- [Task directions] Can you reproduce the following rows line for line, omitting the pictures?

[Pointing dataset rows]
## Begin

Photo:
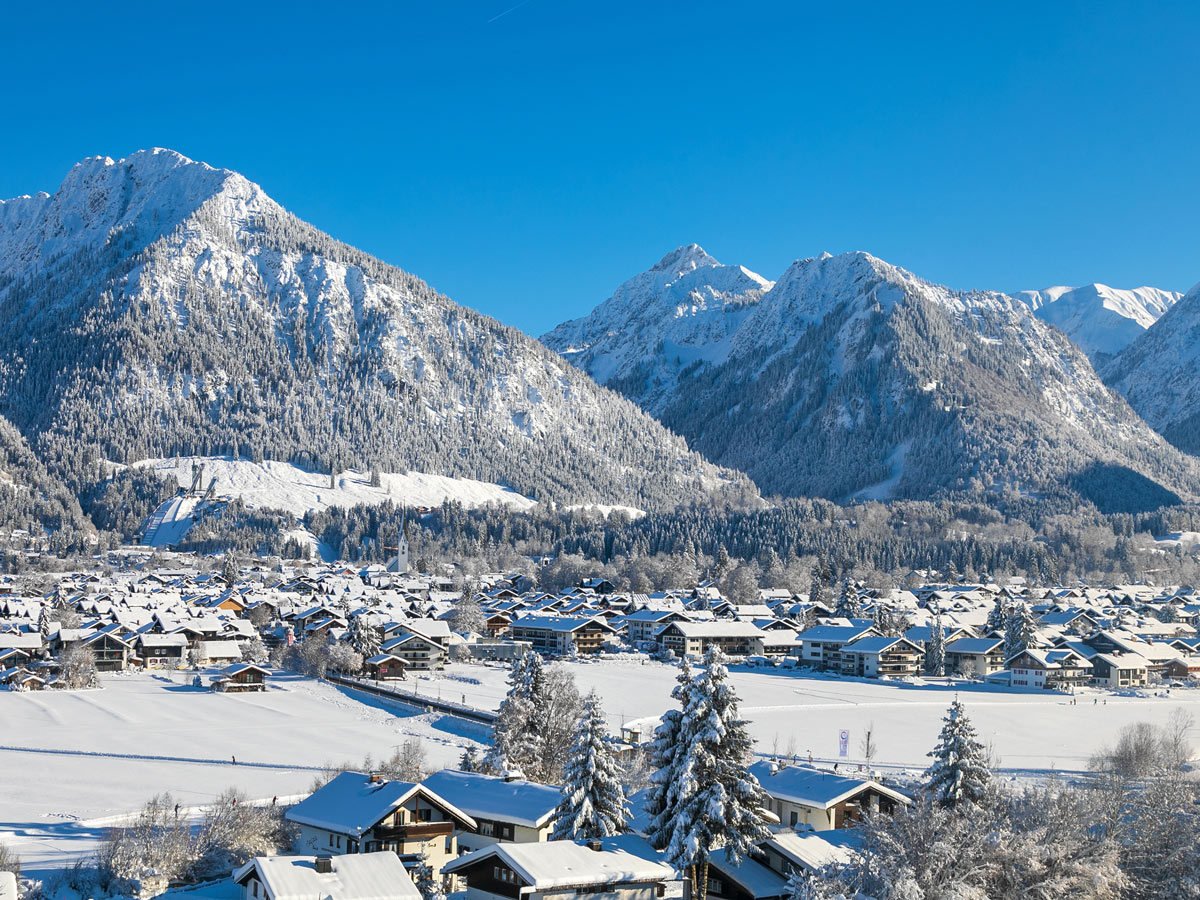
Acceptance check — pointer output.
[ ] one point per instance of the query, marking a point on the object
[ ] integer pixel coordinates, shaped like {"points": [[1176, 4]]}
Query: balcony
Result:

## End

- [Answer to this exercise]
Photo:
Acceptance check — pointer output.
[ ] one point per instance of the query, marking a point on the object
[ ] integer pixel coordinates, shaped like {"points": [[1176, 4]]}
Query: balcony
Result:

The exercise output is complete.